No Domingo 4 de Setembro de 2022, vai ser beatificado na praça de S. Pedro, em Roma, o Papa João Paulo I.
Albino Luciani, eleito Papa depois da morte de Paulo VI, escolheu o nome de João Paulo I por devoção aos seus dois antecessores, os Papas do Concílio Vaticano II, João XXIII e Paulo VI. Nenhum Papa tinha jamais escolhido um nome composto, pelo que foi simultaneamente uma ruptura com a tradição e um sinal muito forte de continuidade.
Embora o pontificado de João Paulo I tenha durado apenas um mês, deixou uma marca tão profunda na Igreja que o seu sucessor, Karol Wojtyla, não hesitou em repetir o nome: João Paulo II. A devoção a João Paulo I, em vez de se apagar com o tempo, foi crescendo desde o ano da sua morte. Por exemplo, em 1990, todos os 226 bispos da Conferência Episcopal Brasileira assinaram um pedido para que se iniciasse a sua causa de canonização.
As causas de canonização dos Papas são particularmente trabalhosas porque é preciso examinar tudo o que escreveram e ouvir uma selecção grande dos que o conheceram de perto. No caso de João Paulo I, ouviram-se 167 testemunhos, vários deles com material suficiente para publicar um livro inteiro, e depois mais outros 21 testemunhos, um dos quais de Bento XVI. O resumo da causa de João Paulo I consta de 5 volumes com um total de mais de 3600 páginas. A documentação reunida foi estudada por várias equipas de peritos e finalmente por uma comissão de cardeais, que entregou as conclusões ao Papa Francisco. Em 2017, Francisco publicou o decreto acerca das virtudes heróicas de João Paulo I.
Quando se dá este passo, depois do processo exaustivo referido, espera-se que Deus confirme a conclusão com um milagre. Esse milagre, atribuído à intercessão de João Paulo I, ocorreu em Buenos Aires quando o Cardeal Jorge Bergoglio ainda era o Arcebispo da diocese. Uma menina de 11 anos estava no hospital, com um quadro clínico terrível (uma forma extrema de epilepsia, com danos irrecuperáveis no cérebro, entubada, com broncopneumonia, etc., etc.). O prognóstico provável era a morte a curto prazo, talvez adiada durante algum tempo, se se conseguisse manter a paciente em estado vegetativo. A situação crítica durava há meses, mas em 22 de Julho de 2011 precipitou-se de tal maneira que a família foi avisada do desenlace iminente. No momento em que se esperava o desfecho fatal, o Pe. José, da paróquia vizinha do hospital, propôs à mãe que, por intercessão de João Paulo I, pedissem a Deus a cura da rapariga. O resultado desta oração intensa foi uma sucessão de surpresas: no dia seguinte já estava muito melhor, nas semanas seguintes recuperou completamente a saúde, incluindo a cura total da epilepsia. Passaram-se 10 anos e a rapariga concluiu os estudos secundários e frequenta neste momento a universidade. Na altura, o processo passou pelo Cardeal Bergoglio e, depois de verificado por juntas médicas e equipas de outros especialistas, chegou à mesa do Papa Francisco, que assinou o respectivo decreto.

::::::

> _Explorar o material_:
A – Reproduza do texto sobre João Paulo I o trecho que começa em "Albino Luciani, eleito" e termina em "forte de continuidade.".
B – Retome o texto sobre João Paulo I e prossiga a partir da última frase apresentada.

(Itens armazenados)
::::::

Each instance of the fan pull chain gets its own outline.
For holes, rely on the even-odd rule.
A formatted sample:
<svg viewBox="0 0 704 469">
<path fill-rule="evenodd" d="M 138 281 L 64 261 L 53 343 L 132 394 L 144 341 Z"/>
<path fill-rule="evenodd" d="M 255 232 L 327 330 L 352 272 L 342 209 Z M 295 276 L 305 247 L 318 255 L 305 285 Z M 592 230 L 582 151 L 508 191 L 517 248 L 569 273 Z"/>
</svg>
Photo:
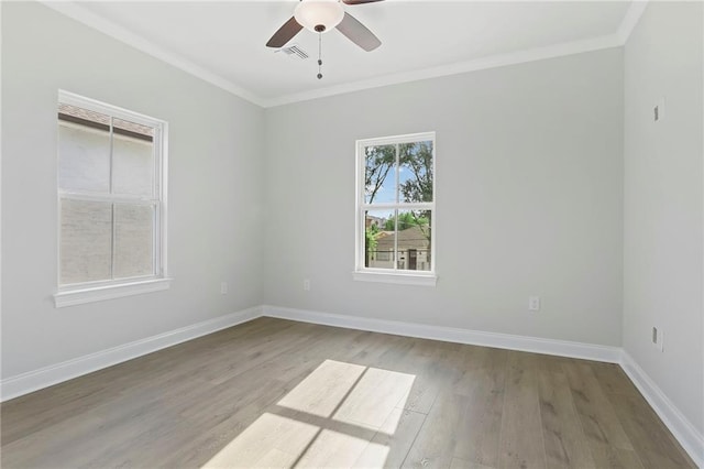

::::::

> _Respostas por ordem_:
A –
Albino Luciani, eleito Papa depois da morte de Paulo VI, escolheu o nome de João Paulo I por devoção aos seus dois antecessores, os Papas do Concílio Vaticano II, João XXIII e Paulo VI. Nenhum Papa tinha jamais escolhido um nome composto, pelo que foi simultaneamente uma ruptura com a tradição e um sinal muito forte de continuidade.

B –
João Paulo I teve uma origem muito humilde. Passou a infância com a mãe e os 3 irmãos, enquanto o pai vivia no estrangeiro, de contratos ocasionais de construção civil. O pequeno Albino Luciani pôde fazer os estudos porque a paróquia os pagou. O curioso é que um percurso deste tipo não é caso único entre os Papas deste último século. A maioria dos Papas vieram de famílias pobres e, várias delas, à beira da miséria. É um dado estatístico que poderia talvez ajudar alguns a compreenderem melhor o funcionamento da Igreja católica.
João Paulo I é o quinto Papa do século XX a ser declarado beato ou santo e decorrem ainda os processos de canonização de outros. Por ordem cronológica: Pio X, João XXIII, Paulo VI, João Paulo I e João Paulo II.
Se, com Papas tão santos, alguns têm dificuldade em estimar o Papa e aceitar a sua autoridade, qual seria a situação da Igreja nos nossos dias se Deus tivesse permitido Papas menos bons neste último século?